> _TASK PROMPT_:
Find the string "exact" in the records. Copy every line it appears in.

Data items:

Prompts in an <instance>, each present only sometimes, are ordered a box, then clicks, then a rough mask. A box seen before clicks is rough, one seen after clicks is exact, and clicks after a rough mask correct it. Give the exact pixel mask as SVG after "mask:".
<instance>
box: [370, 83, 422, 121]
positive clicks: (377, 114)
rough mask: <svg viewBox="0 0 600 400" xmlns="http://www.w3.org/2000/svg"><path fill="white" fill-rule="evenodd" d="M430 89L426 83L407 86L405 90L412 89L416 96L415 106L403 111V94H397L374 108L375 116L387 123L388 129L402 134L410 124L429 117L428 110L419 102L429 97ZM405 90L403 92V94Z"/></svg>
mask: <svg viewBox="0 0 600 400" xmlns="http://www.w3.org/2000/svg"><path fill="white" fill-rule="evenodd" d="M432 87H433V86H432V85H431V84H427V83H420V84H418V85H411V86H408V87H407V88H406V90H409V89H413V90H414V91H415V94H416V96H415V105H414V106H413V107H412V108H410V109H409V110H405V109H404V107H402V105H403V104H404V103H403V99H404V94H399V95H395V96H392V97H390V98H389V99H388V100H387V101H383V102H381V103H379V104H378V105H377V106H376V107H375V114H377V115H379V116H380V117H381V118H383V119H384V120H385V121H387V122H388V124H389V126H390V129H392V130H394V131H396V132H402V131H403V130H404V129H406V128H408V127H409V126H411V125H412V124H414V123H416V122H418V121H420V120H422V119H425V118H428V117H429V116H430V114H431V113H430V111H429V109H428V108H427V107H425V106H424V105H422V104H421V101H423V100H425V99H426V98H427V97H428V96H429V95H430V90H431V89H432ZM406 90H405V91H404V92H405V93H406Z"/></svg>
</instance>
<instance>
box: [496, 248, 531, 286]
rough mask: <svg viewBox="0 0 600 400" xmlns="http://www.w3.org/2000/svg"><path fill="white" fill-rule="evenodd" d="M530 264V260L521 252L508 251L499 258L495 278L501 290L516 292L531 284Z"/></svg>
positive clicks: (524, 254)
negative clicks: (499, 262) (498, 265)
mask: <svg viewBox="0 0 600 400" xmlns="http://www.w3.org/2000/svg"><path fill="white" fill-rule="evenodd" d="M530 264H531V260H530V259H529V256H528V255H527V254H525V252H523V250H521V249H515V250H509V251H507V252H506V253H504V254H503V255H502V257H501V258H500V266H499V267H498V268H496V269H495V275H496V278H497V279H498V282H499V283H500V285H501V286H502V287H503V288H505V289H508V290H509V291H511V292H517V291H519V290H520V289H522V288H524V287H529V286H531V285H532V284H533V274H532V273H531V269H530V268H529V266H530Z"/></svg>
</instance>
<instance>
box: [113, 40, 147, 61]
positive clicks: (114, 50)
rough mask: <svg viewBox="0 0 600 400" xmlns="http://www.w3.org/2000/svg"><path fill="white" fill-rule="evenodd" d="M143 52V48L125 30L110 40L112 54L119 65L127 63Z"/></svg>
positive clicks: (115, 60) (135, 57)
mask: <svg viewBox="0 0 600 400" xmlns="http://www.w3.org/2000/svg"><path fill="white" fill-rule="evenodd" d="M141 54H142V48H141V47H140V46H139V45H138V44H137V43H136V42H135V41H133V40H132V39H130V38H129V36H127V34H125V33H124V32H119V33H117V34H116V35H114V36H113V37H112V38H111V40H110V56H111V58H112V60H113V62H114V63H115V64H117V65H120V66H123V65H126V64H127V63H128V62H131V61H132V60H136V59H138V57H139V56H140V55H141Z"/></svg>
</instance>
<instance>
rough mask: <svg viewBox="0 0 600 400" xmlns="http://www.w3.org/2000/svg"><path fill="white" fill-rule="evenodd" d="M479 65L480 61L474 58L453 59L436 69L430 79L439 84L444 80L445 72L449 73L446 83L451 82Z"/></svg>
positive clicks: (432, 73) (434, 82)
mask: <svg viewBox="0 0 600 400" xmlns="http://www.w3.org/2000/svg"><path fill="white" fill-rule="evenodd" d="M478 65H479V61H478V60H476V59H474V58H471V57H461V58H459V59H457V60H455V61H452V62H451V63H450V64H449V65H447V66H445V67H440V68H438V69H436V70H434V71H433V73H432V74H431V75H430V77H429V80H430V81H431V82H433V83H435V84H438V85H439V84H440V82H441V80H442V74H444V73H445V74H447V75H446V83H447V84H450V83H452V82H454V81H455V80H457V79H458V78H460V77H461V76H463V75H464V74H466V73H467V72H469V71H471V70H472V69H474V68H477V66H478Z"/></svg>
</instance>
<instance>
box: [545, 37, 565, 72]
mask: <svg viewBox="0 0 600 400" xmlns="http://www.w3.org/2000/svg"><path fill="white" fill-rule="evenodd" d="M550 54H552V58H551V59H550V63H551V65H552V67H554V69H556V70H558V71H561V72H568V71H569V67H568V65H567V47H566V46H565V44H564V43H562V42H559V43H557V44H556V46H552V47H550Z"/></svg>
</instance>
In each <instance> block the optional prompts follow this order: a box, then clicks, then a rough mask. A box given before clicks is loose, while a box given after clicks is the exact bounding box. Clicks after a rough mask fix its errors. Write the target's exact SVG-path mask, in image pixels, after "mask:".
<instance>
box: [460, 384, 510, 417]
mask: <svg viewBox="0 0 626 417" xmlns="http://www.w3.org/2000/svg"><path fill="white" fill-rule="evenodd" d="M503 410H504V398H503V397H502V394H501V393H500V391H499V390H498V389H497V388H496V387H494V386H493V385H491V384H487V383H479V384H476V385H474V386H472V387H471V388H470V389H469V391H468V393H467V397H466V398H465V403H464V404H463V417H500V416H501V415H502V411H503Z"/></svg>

> _EXERCISE SOLUTION_:
Prompts in an <instance>, each present only sometimes, are ordered a box, then clicks, then a rough mask. A box seen before clicks is rough, one seen after clicks is exact, and clicks after a rough mask correct it. Give the exact pixel mask as SVG after "mask:".
In each <instance> block the optional prompts follow this order: a box, then clicks, then a rough mask. A box given before clicks is loose, while a box given after clicks is the exact bounding box. Clicks after a rough mask fix its errors. Write the target's exact SVG-path mask, in image pixels, after "mask:".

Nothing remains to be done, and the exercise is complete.